START Extracted records
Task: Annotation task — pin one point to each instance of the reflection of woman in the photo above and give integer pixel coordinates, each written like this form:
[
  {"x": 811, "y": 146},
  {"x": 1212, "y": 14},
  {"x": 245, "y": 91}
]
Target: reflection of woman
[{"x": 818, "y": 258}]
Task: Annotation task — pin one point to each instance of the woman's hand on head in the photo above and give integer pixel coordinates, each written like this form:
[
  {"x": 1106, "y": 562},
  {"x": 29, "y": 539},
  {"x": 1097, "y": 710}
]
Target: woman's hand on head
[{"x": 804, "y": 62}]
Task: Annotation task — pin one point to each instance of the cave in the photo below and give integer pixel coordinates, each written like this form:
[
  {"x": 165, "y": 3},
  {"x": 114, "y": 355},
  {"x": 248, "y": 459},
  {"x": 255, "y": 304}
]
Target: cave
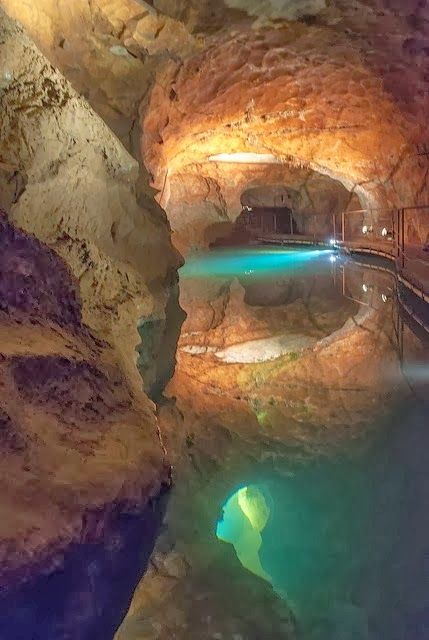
END Extracted records
_Task description_.
Pull out each line above that contains the string "pixel", and copy those lines. Matching is case-sensitive.

_Correct answer_.
Task: Annotation task — pin one point to each instance of the reflection of woman in the photo above and give integer pixel coordinates, each written like this form:
Task: Annotation task — pin one point to each instance of the woman's hand on head in the photo above and give integer pixel coordinates, each written like this form:
Task: Annotation task — pin one point to each instance of the cave in the photo below and give integer pixel coordinates, each written like this form:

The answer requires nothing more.